*Task prompt:*
Convert the material below into a two-column CSV with the header row input,output. Put each piece of text in the input column and its answer in the output column, one row per pair, with every field in double quotes and every line break changed to a space.

*Data provided:*

###

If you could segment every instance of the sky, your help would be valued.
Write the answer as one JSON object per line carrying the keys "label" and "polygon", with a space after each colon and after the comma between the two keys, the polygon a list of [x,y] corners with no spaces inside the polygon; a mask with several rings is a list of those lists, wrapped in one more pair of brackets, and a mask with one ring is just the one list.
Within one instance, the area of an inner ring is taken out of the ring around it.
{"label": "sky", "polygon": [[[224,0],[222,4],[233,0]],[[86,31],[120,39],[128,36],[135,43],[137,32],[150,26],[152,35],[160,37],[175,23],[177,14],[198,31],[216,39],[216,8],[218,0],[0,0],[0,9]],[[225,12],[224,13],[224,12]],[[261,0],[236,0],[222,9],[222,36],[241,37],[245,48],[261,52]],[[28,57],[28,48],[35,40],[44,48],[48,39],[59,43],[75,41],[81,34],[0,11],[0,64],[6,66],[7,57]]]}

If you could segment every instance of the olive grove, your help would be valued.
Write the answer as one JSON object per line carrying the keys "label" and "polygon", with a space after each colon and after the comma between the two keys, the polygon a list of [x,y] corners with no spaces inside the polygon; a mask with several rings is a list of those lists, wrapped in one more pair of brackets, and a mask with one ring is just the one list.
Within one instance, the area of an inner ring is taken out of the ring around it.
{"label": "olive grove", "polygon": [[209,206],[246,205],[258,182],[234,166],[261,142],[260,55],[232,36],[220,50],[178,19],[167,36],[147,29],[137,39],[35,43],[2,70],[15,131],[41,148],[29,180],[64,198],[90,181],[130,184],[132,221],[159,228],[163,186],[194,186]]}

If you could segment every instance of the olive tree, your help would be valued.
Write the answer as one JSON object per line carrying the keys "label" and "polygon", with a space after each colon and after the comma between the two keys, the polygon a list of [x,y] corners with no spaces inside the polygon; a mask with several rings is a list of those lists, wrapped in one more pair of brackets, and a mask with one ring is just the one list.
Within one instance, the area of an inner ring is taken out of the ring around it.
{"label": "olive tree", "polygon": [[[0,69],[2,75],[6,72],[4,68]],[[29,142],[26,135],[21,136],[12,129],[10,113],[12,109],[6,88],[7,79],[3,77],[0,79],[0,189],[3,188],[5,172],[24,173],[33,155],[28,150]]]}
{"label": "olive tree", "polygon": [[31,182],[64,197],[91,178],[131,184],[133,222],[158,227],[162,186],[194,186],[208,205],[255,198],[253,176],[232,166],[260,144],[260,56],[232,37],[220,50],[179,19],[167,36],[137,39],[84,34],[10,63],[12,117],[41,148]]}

###

*Finished task:*
input,output
"If you could segment every instance of the sky, your help would be valued. Write the answer as one JSON object per line carrying the keys ""label"" and ""polygon"", with a space after each colon and after the comma between the two keys, the polygon a list of [x,y] corners with no spaces inside the polygon; a mask with several rings is a list of those lists, wrapped in one more pair of brackets, and a mask with one ring is just the one list. Within one instance, the area of an inner ring is taken out of the ring around it.","{""label"": ""sky"", ""polygon"": [[[224,0],[222,4],[233,0]],[[86,31],[120,39],[128,36],[135,43],[137,32],[150,26],[152,35],[160,37],[175,23],[177,14],[198,31],[216,39],[216,8],[218,0],[0,0],[0,9]],[[225,12],[224,13],[224,12]],[[261,0],[236,0],[222,9],[222,36],[241,37],[245,48],[261,52]],[[28,57],[28,48],[35,40],[44,48],[48,39],[59,43],[75,41],[81,34],[0,11],[0,64],[6,66],[7,57]]]}"
"If you could segment every instance of the olive grove, your help would be valued. Write the answer as one JSON object per line carrying the keys ""label"" and ""polygon"", with a space after each colon and after the comma between the two keys, the polygon a list of [x,y] corners with no spaces inside the polygon; a mask with several rings is a list of those lists, wrapped in one more pair of brackets, and a mask with one ring is just the one list. Within one instance, the area of an inner ring is taken out of the ring around it.","{""label"": ""olive grove"", ""polygon"": [[209,206],[246,205],[258,182],[234,166],[261,142],[260,55],[232,36],[220,50],[178,19],[167,36],[147,29],[137,39],[35,43],[2,70],[15,131],[41,148],[29,180],[64,198],[90,181],[130,184],[132,221],[159,228],[163,186],[194,186]]}"
"If you could segment every instance of the olive tree, your help would be valued. Write the answer as one JSON object per line carrying the keys ""label"" and ""polygon"", with a space after each colon and after the comma between the two keys, the polygon a list of [x,y] corners with no spaces inside the polygon; a mask with several rings is a list of those lists, wrapped in one more pair of brackets, and a mask with one ring is just the one list. Within one instance, the area of an inner ring is taken out of the ring around it.","{""label"": ""olive tree"", ""polygon"": [[[0,69],[2,75],[6,72],[4,68]],[[29,142],[26,135],[21,136],[12,129],[10,113],[12,109],[6,88],[7,79],[3,77],[0,79],[0,189],[3,188],[5,172],[24,173],[33,155],[28,150]]]} {""label"": ""olive tree"", ""polygon"": [[31,182],[64,197],[91,178],[131,184],[133,222],[158,227],[162,186],[194,186],[208,205],[255,198],[253,176],[232,166],[260,144],[260,56],[232,37],[220,50],[179,19],[167,36],[137,39],[84,34],[10,63],[12,117],[41,148]]}"